Mais il n'existe pas beaucoup de Sisyphe heureux !
Le rendez-vous législatif que devait constituer ce projet de loi me semble à demi manqué. Que pouvons-nous, en effet, attendre d'un texte qui ne propose pas d'avancée véritable en matière de recherche scientifique et qui maintiendrait une interdiction en matière de recherche sur des cellules souches ?
La révision, en 2004, des lois bioéthiques de 1994 avait ouvert la possibilité de dérogations à l'interdiction de recherches à partir d'embryons à la condition de progrès thérapeutiques majeurs pour une période de cinq ans, période qui vient d'expirer le 6 février dernier. Durant ces cinq années – de 2006, année de parution des décrets d'application à aujourd'hui –, pas moins de protocoles de recherche ont été autorisés par l'Agence de la biomédecine.
L'Agence de la biomédecine a, durant ces cinq dernières années, effectué un travail tout à fait remarquable sur l'encadrement des recherches. Force est de constater aujourd'hui qu'il n'est plus nécessaire de conserver le principe d'interdiction des recherches sur l'embryon avec dérogation. Nous devrions autoriser les recherches sur les cellules souches embryonnaires issues d'embryons surnuméraires : ces recherches sont porteuses de grands espoirs dans le domaine médical – et pas seulement thérapeutique. On sait, grâce à l'éclairage scientifique des chercheurs, que ces recherches sur l'embryon sont aussi indispensables que celles menées sur les cellules souches adultes.
Ces cellules embryonnaires bénéficient d'avantages importants dans le cadre de la médecine régénératrice. Pour commencer, elles sont pluripotentes, autrement dit elles ont la capacité d'engendrer n'importe quelle cellule de l'organisme. En outre, leur capacité d'autorenouvellement est illimitée. En comparaison, les cellules souches adultes, on l'a rappelé en commission, ont un potentiel de multiplication beaucoup plus faible et des facultés de transformation plus limitées. On imagine sans peine le bénéfice que la médecine régénératrice pourrait tirer de recherches sur les cellules souches embryonnaires dans le but de les utiliser afin de remplacer tissus ou organes malades.

▶ DONNÉES FOURNIES
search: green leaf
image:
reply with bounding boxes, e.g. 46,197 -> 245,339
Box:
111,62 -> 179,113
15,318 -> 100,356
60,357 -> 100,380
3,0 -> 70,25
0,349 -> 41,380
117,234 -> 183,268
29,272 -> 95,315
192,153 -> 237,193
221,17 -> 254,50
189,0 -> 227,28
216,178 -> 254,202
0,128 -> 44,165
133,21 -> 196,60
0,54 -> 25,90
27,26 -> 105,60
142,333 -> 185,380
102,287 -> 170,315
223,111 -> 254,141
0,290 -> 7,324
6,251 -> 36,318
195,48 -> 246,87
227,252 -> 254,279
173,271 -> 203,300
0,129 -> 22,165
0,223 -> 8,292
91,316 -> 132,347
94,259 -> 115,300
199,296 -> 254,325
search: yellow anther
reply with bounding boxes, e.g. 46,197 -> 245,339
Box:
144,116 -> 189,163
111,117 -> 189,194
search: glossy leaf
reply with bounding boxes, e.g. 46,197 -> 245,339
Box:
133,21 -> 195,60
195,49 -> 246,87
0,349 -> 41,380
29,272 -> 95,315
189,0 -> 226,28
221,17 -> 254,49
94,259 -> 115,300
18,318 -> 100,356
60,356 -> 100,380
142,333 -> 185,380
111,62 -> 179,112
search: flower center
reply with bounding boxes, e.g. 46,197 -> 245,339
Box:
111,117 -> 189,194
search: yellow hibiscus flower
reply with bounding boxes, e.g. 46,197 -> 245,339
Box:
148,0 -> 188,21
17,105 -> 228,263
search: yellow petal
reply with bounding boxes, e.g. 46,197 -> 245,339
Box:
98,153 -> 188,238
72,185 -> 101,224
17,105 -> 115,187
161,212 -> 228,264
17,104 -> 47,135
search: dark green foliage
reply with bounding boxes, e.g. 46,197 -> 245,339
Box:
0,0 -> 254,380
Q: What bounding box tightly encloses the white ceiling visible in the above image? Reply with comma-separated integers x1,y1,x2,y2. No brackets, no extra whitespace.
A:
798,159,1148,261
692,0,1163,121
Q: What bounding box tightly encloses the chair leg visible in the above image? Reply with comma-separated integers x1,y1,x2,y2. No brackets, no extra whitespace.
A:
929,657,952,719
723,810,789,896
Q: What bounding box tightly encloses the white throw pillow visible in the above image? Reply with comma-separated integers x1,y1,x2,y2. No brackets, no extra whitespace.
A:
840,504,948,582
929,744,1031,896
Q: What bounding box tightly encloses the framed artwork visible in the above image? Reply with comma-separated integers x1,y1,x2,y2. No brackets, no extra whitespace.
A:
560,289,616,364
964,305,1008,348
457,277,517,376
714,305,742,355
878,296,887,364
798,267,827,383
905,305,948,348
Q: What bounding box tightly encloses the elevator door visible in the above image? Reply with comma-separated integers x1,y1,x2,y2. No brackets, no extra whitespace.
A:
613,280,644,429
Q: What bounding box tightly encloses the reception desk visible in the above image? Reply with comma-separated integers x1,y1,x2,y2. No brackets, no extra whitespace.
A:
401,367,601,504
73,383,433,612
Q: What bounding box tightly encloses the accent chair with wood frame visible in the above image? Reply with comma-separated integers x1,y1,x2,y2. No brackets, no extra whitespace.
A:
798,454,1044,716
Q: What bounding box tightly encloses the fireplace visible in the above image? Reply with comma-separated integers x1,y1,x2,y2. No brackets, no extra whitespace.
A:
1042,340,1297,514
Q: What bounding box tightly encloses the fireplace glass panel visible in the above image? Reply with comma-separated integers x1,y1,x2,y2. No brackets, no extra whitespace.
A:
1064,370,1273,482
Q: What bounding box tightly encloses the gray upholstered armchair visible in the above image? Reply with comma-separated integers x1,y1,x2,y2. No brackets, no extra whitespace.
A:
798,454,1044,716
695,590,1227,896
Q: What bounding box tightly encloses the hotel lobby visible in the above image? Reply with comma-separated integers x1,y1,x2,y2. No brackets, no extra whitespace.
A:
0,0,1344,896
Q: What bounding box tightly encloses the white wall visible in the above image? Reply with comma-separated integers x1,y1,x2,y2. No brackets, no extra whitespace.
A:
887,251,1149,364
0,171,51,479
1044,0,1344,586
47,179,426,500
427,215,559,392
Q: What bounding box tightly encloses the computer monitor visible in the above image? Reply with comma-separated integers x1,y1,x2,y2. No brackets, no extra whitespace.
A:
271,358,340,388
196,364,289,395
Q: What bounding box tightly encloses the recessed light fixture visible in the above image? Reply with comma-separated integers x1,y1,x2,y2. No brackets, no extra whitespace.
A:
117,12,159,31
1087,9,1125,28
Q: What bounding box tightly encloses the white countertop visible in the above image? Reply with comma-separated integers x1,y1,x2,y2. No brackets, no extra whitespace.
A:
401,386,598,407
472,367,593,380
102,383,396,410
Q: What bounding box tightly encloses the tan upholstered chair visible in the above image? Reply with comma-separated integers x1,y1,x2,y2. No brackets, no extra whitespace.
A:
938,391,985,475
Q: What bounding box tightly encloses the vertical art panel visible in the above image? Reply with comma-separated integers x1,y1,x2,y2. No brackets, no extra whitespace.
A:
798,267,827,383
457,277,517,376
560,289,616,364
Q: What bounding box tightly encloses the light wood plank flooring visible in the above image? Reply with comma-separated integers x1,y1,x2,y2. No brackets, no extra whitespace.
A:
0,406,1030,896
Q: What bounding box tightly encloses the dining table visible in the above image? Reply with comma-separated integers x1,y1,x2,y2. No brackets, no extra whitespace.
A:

▶ MISE EN PRATIQUE
**A)** Relevez toutes les années écrites en chiffres que mentionne le texte sur la bioéthique.
**B)** Recopiez mot pour mot le passage du texte sur la bioéthique qui commence aux mots « Le rendez-vous législatif » et s'arrête après « cellules souches ? ».

▶ RÉPONSES PAR TÂCHE
**A)** 1994, 2004, 2006

**B)**
Le rendez-vous législatif que devait constituer ce projet de loi me semble à demi manqué. Que pouvons-nous, en effet, attendre d'un texte qui ne propose pas d'avancée véritable en matière de recherche scientifique et qui maintiendrait une interdiction en matière de recherche sur des cellules souches ?